こんにちは。NPO法人バードリサーチの高木憲太郎です。この記事では毎月、登山の際に出会える鳥を紹介していきます。皆さんに少しでも鳥のことを知ってもらい、興味を持ってもらえればと思います。図鑑的な情報ではなく、彼らの生きざまを面白く伝えられれば嬉しいです。

今月ご紹介する鳥は、『ルリビタキ』です。中部山岳では標高1500m以上の亜高山帯や高山帯の樹林で繁殖しており、この標高ではメボソムシクイと並んで生息密度の高い鳥です(北海道など高緯度地域では低山などでも繁殖しています)。青い羽が美しいことで知られますが、彼らの青い羽色には秘密があるのです。

雄のルリビタキは、ひしめき合ってなわばりを構え、ライバルと鍔迫り合いを繰り広げているのです。そんな彼らの子孫を残すための戦いに、今回は注目してみましょう。

2才以上の雄のルリビタキ(写真=小野安行)
ルリビタキ
  • 全長: 約14cm(スズメくらい)
  • 外見: 2才以上の雄の上面は頭部から尾まで青色で、白い眉斑を持つ。脇羽は明るい橙色で、下面は白色。雌は、頭部から背面にかけてオリーブ褐色で腰から尾のみが青色。脇羽は雄と同じく橙色で、下面は白色。1才の雄は、雌に酷似している。 

ルリビタキの鳴き声は、バードリサーチの“さえずりナビ”の解説ページからどうぞ。

 

覚えておくと自慢できる!? 高山の鳥のさえずり

梅雨が明けて、夏山の本格的なシーズンになりました。森で繁殖する小鳥たちの子育ては、そろそろ終わりを迎えています。早朝に聞こえてきていた、さまざまな鳥たちのさえずりは聞こえなくなり、合唱の中心はセミたちにバトンタッチしています。

ところが、亜高山で繁殖する鳥たちは、夏の間も元気にさえずっています。少しイメージを膨らませて、北アルプスの標高2000mぐらいまで登ってきたと想像してください。「チュロチュロロロリ、しーん、チュロチュロロロリ、しーん」と、一定のテンポで鳴き続ける鳥の声が聞こえてきた場合、これがルリビタキのさえずりです。
**********
▶ **設問**:
a - ルリビタキの記事によると、筆者が毎月、登山で出会える鳥を紹介するのは何のためですか。一文から三文で説明してください。
b - ルリビタキの記事の「雄のルリビタキは、ひしめき合」から「ちにバトンタッチしています。」までを、両端も含めて一字も変えずに書き写してください。
c - ルリビタキの記事では、中部山岳でルリビタキが繁殖しているのはどのような場所だと述べていますか。
ルリビタキの記事に書かれていることだけを手がかりにしてください。

▶ **データ一覧**:
**********
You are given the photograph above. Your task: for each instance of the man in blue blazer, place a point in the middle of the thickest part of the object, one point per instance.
**********
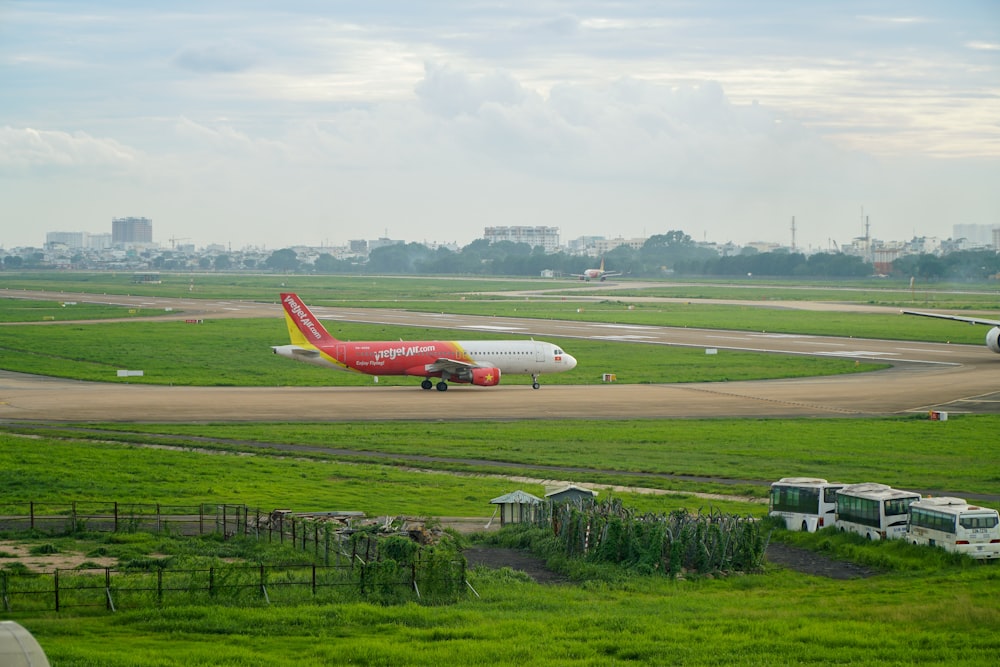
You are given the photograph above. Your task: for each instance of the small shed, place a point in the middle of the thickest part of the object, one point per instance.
**********
▶ **解答**:
a - 読者に少しでも鳥のことを知ってもらい、興味を持ってもらうためです。そのために、図鑑的な情報ではなく、鳥たちの生きざまを面白く伝えたいと考えています。

b -
雄のルリビタキは、ひしめき合ってなわばりを構え、ライバルと鍔迫り合いを繰り広げているのです。そんな彼らの子孫を残すための戦いに、今回は注目してみましょう。

2才以上の雄のルリビタキ(写真=小野安行)
ルリビタキ
  • 全長: 約14cm(スズメくらい)
  • 外見: 2才以上の雄の上面は頭部から尾まで青色で、白い眉斑を持つ。脇羽は明るい橙色で、下面は白色。雌は、頭部から背面にかけてオリーブ褐色で腰から尾のみが青色。脇羽は雄と同じく橙色で、下面は白色。1才の雄は、雌に酷似している。 

ルリビタキの鳴き声は、バードリサーチの“さえずりナビ”の解説ページからどうぞ。

 

覚えておくと自慢できる!? 高山の鳥のさえずり

梅雨が明けて、夏山の本格的なシーズンになりました。森で繁殖する小鳥たちの子育ては、そろそろ終わりを迎えています。早朝に聞こえてきていた、さまざまな鳥たちのさえずりは聞こえなくなり、合唱の中心はセミたちにバトンタッチしています。

c - 標高1500m以上の亜高山帯や高山帯の樹林です。